Return, unchanged and in order, the lines from the one containing "of the blue" up to and including the one containing "point(98, 260)".

## Extracted entries
START

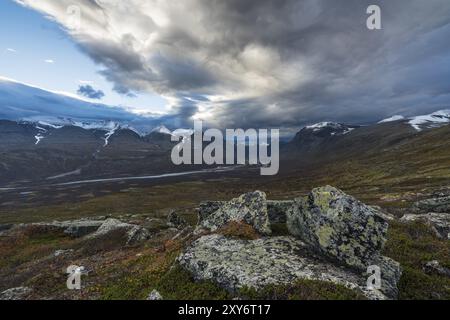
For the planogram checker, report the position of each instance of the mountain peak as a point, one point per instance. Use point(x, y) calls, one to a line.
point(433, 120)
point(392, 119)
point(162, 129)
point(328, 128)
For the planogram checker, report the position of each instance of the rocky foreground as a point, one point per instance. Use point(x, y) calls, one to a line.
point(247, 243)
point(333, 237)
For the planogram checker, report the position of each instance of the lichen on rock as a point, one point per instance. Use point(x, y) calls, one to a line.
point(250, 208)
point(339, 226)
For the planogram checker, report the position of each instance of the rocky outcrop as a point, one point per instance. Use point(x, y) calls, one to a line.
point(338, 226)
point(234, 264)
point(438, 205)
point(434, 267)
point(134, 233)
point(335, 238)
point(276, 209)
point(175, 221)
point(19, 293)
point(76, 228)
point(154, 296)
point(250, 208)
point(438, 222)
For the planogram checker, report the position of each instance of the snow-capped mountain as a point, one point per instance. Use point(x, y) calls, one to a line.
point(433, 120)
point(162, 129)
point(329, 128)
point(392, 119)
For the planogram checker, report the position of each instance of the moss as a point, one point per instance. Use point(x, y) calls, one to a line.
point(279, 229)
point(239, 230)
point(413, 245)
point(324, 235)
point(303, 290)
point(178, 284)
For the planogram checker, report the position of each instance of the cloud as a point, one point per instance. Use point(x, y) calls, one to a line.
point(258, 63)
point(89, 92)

END
START

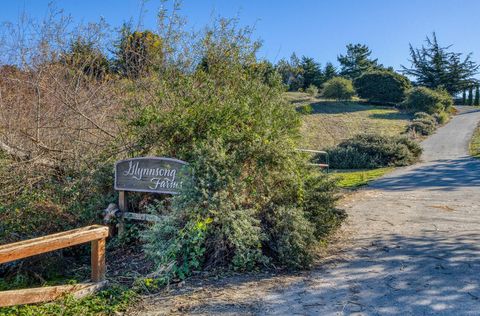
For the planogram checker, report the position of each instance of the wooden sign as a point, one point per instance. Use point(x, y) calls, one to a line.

END
START

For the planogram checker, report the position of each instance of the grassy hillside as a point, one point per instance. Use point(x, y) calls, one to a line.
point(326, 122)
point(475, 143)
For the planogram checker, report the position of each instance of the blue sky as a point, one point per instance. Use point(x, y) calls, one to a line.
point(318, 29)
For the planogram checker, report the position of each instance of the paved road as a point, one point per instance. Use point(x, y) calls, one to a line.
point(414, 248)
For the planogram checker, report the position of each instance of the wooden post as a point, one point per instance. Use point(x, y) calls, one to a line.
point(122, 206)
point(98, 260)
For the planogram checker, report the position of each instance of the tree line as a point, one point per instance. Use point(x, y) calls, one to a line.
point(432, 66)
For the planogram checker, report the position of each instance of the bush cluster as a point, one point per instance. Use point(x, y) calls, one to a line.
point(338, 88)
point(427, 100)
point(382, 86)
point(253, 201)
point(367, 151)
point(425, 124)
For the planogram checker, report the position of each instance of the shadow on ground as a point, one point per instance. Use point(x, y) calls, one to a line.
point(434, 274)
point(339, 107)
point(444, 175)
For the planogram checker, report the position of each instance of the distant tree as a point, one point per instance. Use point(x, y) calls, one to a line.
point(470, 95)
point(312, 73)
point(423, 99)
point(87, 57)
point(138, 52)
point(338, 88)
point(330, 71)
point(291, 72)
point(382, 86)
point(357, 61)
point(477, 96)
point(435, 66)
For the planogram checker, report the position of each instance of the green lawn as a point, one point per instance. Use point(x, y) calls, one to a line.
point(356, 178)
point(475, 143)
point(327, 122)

END

## Result for this task
For the planogram checker, report the position of each instance of the blue sky as a point, one point per instance. Use point(x, y) calls, one to a line.
point(318, 29)
For the planogram checker, report the position of each instance of the paved road as a point, one point per instance. Use point(x, y) calls, one to a line.
point(414, 248)
For the planogram checker, report the position of each instance of the wooden post as a point, one point per instance. Use point(x, y) calls, one to a line.
point(122, 206)
point(98, 260)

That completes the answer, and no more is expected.